>> Start Text

Utah Geological Association

Abstract


Geology and Resources of the Paradox Basin, 1996
Pages 139-150

Carbonate-Mound Reservoirs in the Paradox Formation: an Outcrop Analogue along the San Juan River, Southeastern Utah

Thomas C. Chidsey Jr., Lise Brinton, David E. Eby, Kris Hartmann

Abstract

Carbonate-mound reservoirs within the Pennsylvanian (Desmoinesian) Paradox Formation are major producers of oil and gas in the Paradox Basin of Utah, Colorado, and Arizona. Outcrops of the Paradox Formation along the San Juan River of southeastern Utah provide small-scale analogues of reservoir heterogeneity, flow barriers and baffles, depositional facies, and geometry. These characteristics can be used in reservoir-simulation models for secondary/tertiary recovery of oil from small fields in the basin.

Morphologically, algal buildups within the Ismay zone of the Paradox Formation consist of large, northwest-trending algal banks separated by interbank troughs or channels. Smaller secondary algal mounds and intermounds define the upper surfaces of the algal banks. Cyclic sedimentation is recorded by four dominant facies recognized in a single, shoaling-upward sequence: (1) substrate carbonate, (2) phylloid algal, (3) intermound, and (4) skeletal capping. An outcrop locality in the Wild Horse Canyon area displaying these and additional facies was selected for detailed study.

>> End Text
>> Start Dataset excerpt

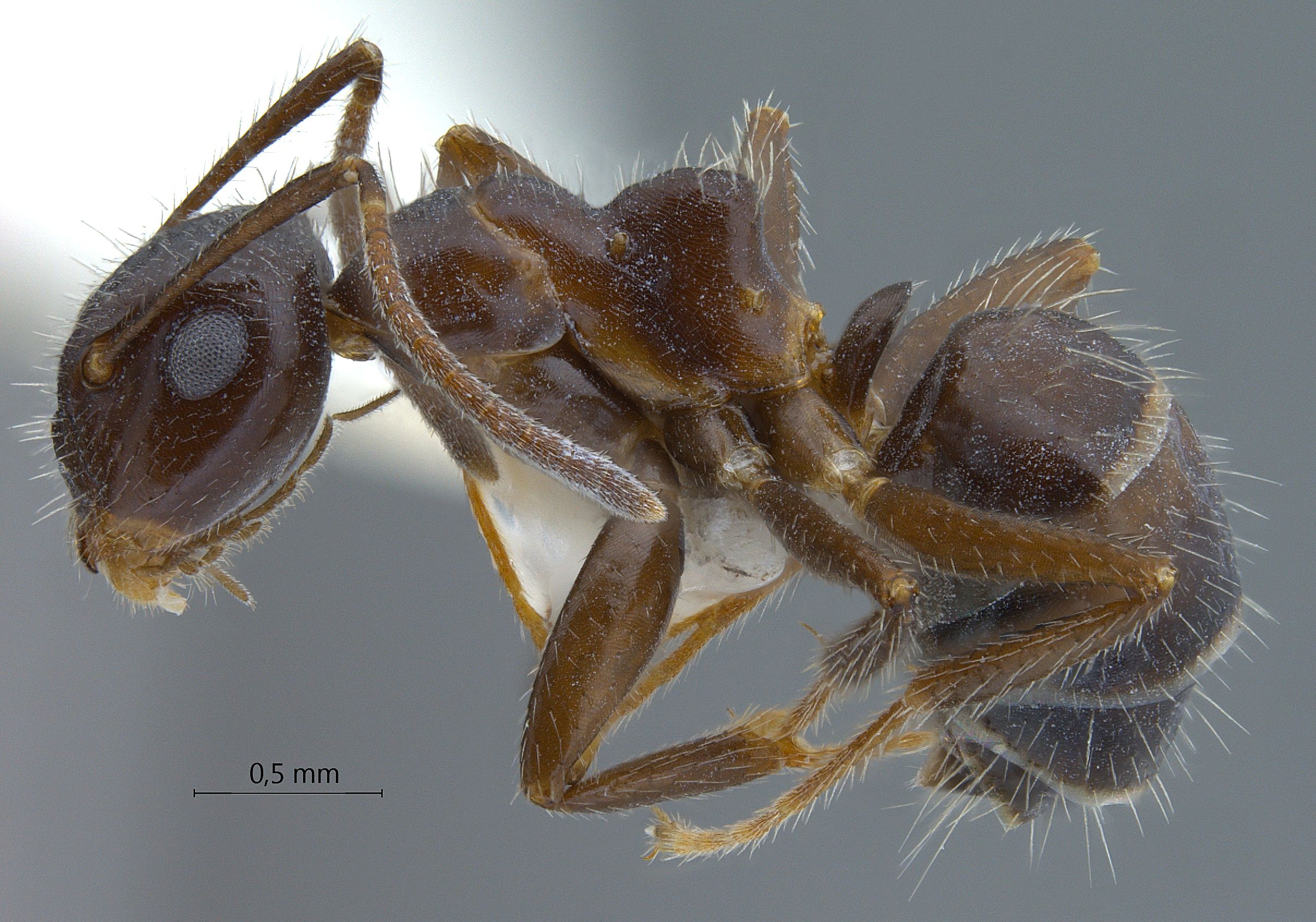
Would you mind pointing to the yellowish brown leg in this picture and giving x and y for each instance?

>> End Dataset excerpt

### Task brief
Carry the abstract on carbonate-mound reservoirs in the Paradox Formation forward from its last sentence.

### Reply
Along the walls of Wild Horse Canyon, depositional facies characteristic of a typical algal bank transition laterally from a shallow shelf phylloid-algal mound, to bank-margin reef wall, to an off-mound detrital wedge and fan bounded at the top by a flooding surface. The phylloid-algal facies generally exhibits a textural succession composed, from base to top, of rudstone and cementstone, packstone, bafflestone, and skeletal grainstone. Algal plates, brachiopods, bryozoans, and rugose corals are commonly found in the mound complex. The reef wall, deposited in a higher-energy setting, is composed of rudstone, lumpstone, and cementstone textures. The detrital wedge/fan consists of transported algal-plate material and skeletal debris in interbedded grainstone, wackestone, and mudstone textures with open-marine fossils. Within the mound complex is an intermound trough, interpreted to be a tidal channel, through which material was transported to the detrital fan.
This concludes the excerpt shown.